■ Requirements
Reproduce every line of the records below word for word, omitting the pictures.

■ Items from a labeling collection

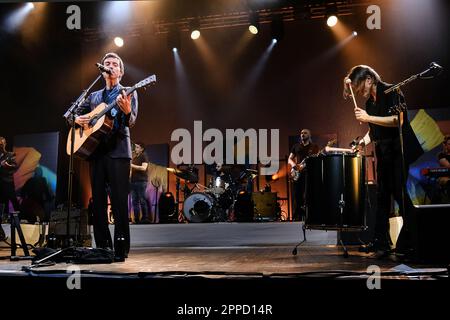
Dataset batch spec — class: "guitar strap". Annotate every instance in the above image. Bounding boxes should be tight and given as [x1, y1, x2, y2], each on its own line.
[102, 84, 122, 132]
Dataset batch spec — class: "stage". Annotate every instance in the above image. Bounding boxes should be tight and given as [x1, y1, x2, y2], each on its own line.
[0, 222, 445, 279]
[0, 222, 448, 319]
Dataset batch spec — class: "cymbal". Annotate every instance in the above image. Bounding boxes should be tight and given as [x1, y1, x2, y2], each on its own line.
[166, 168, 198, 183]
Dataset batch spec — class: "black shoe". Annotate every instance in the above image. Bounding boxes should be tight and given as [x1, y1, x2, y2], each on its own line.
[359, 240, 391, 253]
[368, 249, 396, 261]
[114, 256, 125, 262]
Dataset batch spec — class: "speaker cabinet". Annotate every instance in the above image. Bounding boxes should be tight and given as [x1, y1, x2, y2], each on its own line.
[411, 204, 450, 265]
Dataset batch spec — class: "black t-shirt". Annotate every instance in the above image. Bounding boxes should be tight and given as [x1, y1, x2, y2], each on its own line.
[131, 152, 148, 182]
[366, 82, 409, 141]
[291, 142, 319, 163]
[366, 82, 423, 164]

■ Written solution
Dataset batch spec — class: "guitar strap". Annotate every instance in the above image. Bounding boxes should be tight and given as [x1, y1, x2, y2], each on its own line.
[102, 84, 122, 132]
Dataset batch spec — class: "stage". Annotate every instance in the above image. Bounding boxes should be tight and given as [x1, y1, x2, y2], each on its own line.
[0, 222, 445, 279]
[0, 222, 448, 319]
Dataset batch spec — class: "cymbal". Annotate every instance in the above image. Bounding boxes should be tight and given as [x1, y1, x2, y2], each on its own line.
[166, 168, 198, 183]
Dataset batch spec — class: "black shoe". Annotate every instance in the above image. Bounding boxes should be tight and given as [x1, y1, x2, y2], each on its own line.
[359, 240, 391, 253]
[368, 249, 396, 261]
[114, 256, 125, 262]
Dataset batch spec — class: "speaker cabinet". Annotate every instance in the above image. Bounding boxes should be tight and given as [x1, y1, x2, y2], each on its own line.
[411, 204, 450, 265]
Dataset batch spec — class: "black t-shirt". Annotate every instance in the above image. Bounding boxes should be tight and given as [x1, y1, x2, y2], each on its own line.
[131, 152, 148, 182]
[366, 82, 409, 141]
[291, 142, 319, 163]
[366, 82, 423, 164]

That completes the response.